Restate all of the data exactly.

Input material:
━━━

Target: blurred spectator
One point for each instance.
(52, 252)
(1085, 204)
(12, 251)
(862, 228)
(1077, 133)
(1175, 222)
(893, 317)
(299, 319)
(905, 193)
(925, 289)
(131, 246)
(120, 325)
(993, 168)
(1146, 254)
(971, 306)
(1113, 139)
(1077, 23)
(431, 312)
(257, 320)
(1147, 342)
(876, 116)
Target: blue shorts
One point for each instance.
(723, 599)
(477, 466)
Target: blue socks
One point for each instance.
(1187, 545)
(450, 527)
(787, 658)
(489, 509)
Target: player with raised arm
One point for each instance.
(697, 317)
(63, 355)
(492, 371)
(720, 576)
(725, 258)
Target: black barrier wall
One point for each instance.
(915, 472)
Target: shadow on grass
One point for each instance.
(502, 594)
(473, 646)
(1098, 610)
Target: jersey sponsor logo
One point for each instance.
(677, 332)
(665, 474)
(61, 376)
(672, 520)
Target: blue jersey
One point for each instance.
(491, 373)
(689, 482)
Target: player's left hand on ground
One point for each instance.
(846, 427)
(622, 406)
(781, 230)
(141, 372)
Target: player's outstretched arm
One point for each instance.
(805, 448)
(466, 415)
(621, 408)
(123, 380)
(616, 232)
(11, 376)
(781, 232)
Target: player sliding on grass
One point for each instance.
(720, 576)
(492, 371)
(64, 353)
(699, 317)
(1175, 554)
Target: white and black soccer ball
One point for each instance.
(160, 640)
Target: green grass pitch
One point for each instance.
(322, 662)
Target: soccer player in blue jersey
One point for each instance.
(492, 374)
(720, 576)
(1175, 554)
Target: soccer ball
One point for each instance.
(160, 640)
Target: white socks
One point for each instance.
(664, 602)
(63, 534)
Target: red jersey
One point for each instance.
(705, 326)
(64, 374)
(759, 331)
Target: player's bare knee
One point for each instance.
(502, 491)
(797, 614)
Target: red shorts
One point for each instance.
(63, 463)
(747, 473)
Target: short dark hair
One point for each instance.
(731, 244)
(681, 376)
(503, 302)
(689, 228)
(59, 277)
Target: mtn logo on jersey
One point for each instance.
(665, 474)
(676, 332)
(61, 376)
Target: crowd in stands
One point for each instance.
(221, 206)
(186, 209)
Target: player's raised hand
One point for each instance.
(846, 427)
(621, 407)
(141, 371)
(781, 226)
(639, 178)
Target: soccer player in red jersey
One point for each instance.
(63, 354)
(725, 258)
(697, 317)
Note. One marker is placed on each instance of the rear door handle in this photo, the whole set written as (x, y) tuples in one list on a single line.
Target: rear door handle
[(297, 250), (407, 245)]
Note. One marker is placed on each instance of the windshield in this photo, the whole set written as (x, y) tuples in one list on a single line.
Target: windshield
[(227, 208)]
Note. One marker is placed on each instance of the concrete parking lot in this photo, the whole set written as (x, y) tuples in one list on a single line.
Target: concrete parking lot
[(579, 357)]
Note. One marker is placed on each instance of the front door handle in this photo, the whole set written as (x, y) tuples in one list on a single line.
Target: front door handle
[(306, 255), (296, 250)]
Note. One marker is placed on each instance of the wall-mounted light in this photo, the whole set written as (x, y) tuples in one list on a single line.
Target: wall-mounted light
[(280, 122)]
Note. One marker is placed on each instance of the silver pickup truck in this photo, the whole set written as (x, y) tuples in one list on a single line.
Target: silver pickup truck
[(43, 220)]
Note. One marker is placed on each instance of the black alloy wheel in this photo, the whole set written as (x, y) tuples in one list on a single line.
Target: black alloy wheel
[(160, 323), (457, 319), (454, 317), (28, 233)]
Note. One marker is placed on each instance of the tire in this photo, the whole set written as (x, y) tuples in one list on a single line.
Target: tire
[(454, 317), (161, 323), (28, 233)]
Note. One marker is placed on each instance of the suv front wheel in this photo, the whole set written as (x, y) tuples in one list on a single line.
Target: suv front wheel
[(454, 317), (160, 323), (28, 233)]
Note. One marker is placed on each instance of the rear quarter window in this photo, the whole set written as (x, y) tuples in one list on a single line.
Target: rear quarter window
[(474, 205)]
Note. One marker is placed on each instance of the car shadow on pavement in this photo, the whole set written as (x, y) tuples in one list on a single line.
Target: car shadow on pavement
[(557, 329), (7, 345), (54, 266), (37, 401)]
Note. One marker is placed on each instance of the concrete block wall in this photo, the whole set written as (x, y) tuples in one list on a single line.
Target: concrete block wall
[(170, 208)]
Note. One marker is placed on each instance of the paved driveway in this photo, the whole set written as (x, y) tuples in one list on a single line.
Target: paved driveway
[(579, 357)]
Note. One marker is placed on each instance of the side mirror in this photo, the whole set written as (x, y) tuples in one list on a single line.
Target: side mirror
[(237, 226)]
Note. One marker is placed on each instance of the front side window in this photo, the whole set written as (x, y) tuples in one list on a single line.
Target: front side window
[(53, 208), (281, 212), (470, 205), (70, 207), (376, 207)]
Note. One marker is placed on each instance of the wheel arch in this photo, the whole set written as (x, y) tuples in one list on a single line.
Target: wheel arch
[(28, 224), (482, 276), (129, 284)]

━━━

Solution to the exercise:
Target: blurred spectator
One point for each instance.
(52, 252)
(1085, 204)
(12, 251)
(862, 228)
(1077, 133)
(1175, 222)
(893, 317)
(299, 319)
(905, 193)
(925, 289)
(131, 246)
(120, 325)
(993, 168)
(1146, 254)
(971, 306)
(1113, 139)
(1077, 23)
(431, 312)
(257, 320)
(1147, 342)
(876, 116)
Target: blue shorts
One point for each instance.
(723, 599)
(477, 466)
Target: blue socks
One point for each instance.
(1187, 545)
(450, 527)
(787, 658)
(489, 509)
Target: player with raised arm
One point for each instance.
(697, 317)
(63, 355)
(492, 371)
(720, 576)
(725, 258)
Target: black barrier wall
One point for each instance.
(915, 472)
Target: shadow on grass
One point for each instance.
(502, 594)
(473, 646)
(1098, 610)
Target: jersey sponsor logo
One point for each instance.
(677, 332)
(665, 474)
(61, 376)
(672, 520)
Target: blue jersey
One point for each instance.
(491, 373)
(689, 482)
Target: player's left hand on ground
One point for each instance.
(846, 427)
(622, 406)
(781, 230)
(141, 372)
Target: player's outstretched arm
One point for each instance.
(805, 448)
(466, 415)
(621, 408)
(123, 380)
(616, 232)
(11, 376)
(781, 232)
Target: player sliding on grass
One point for each instance.
(720, 576)
(492, 371)
(64, 353)
(699, 317)
(1175, 554)
Target: white and black soccer ball
One point for each instance.
(160, 640)
Target: green grass pitch
One point for each instance.
(322, 662)
Target: soccer player in blue jersey
One point for each instance.
(492, 374)
(720, 576)
(1175, 554)
Target: soccer ball
One point for each instance.
(160, 640)
Target: white socks
One point for each instance.
(664, 602)
(63, 534)
Target: red jersey
One point for each instance.
(705, 326)
(64, 374)
(759, 331)
Target: player's bare knee
One point for each instance.
(502, 491)
(797, 614)
Target: red shorts
One point for each instance.
(63, 463)
(747, 473)
Target: short dark hair
One point for each instance.
(731, 244)
(681, 376)
(503, 302)
(689, 228)
(59, 277)
Target: mtn logo on jersey
One point for each instance.
(665, 474)
(676, 332)
(61, 376)
Target: crowd in stands
One point for each instance.
(221, 206)
(186, 209)
Target: player's raised hand
One point for each instance.
(846, 427)
(621, 407)
(141, 371)
(781, 226)
(639, 178)
Target: soccer player in red jersey
One point for each instance.
(63, 354)
(725, 258)
(697, 317)
Note. One marker is placed on each instance of the rear door handle in this photo, the whole set written as (x, y) tuples in one list on a single line.
Target: rear door handle
[(297, 250), (407, 245)]
Note. One marker is placed on each instance of the windshield in this photo, the whole set written as (x, y) tuples in one list on a single line.
Target: windshield
[(227, 208)]
Note. One marker is placed on each instance of the concrete parking lot in this photo, the whole set written as (x, y) tuples in one list on a single line.
Target: concrete parking lot
[(579, 357)]
Note. One marker is placed on each instance of the front door handle in this photo, the whole set written as (x, y) tuples in one list on a single line.
Target: front door handle
[(306, 255), (296, 250)]
Note. One marker is placed on each instance of the wall-mounted light in this photo, the whole set written as (x, y) tuples in one list on a single line.
Target: wall-mounted light
[(280, 122)]
Note. One marker is placed on each instance of the silver pickup truck in this photo, the whole set written as (x, y) tuples in one list on a single line.
Target: silver pickup truck
[(43, 220)]
Note. One marker is placed on each instance of the black alloy wheel in this photo, the whole set written as (x, y) tuples in one list on a single line.
Target: black alloy wheel
[(160, 323), (457, 319), (454, 317), (28, 233)]
Note. One marker is placed on each instance of the tire in this photo, the whole set written as (x, y) tuples in one list on a single line.
Target: tire
[(454, 317), (161, 323), (28, 233)]
Note. One marker is placed on each instance of the suv front wheel in this photo, the whole set written as (x, y) tuples in one list on a single line.
Target: suv front wheel
[(454, 317), (160, 323), (28, 233)]
Note. One marker is placed on each instance of the rear quarter window in this photo, the whole set written as (x, y) tuples in one list on a single line.
Target: rear quarter window
[(474, 205)]
Note. One marker is placed on each instance of the car shadow on pavement in this photo, the whole set written as (x, y) tuples in one list on a single line.
Target: car shadow on pavement
[(557, 329), (7, 345), (54, 266), (37, 401)]
Note. One marker is placed on each instance of the concrete block wall in this photo, the whole set written as (x, y) tuples in one list on a single line.
Target: concrete block wall
[(170, 208)]
Note. One marker is placed on each instance of the paved driveway in this photo, the whole set written as (x, y) tuples in one list on a single line.
Target: paved driveway
[(579, 357)]
Note. One marker is placed on each instance of the side mirror in this photo, the whole set written as (x, y) tuples in one list on a single line.
Target: side mirror
[(237, 226)]
Note. One marker is placed on each instance of the front side window in this photo, the whole set written as (x, y) tuples in one list on a single line.
Target: front side window
[(53, 208), (281, 212), (470, 205), (70, 207), (376, 207)]
Note. One marker is placed on each instance of the wheel arch in this photo, the whole set written as (x, y) tuples in one list on a single line.
Target: wheel arch
[(28, 224), (482, 276), (129, 284)]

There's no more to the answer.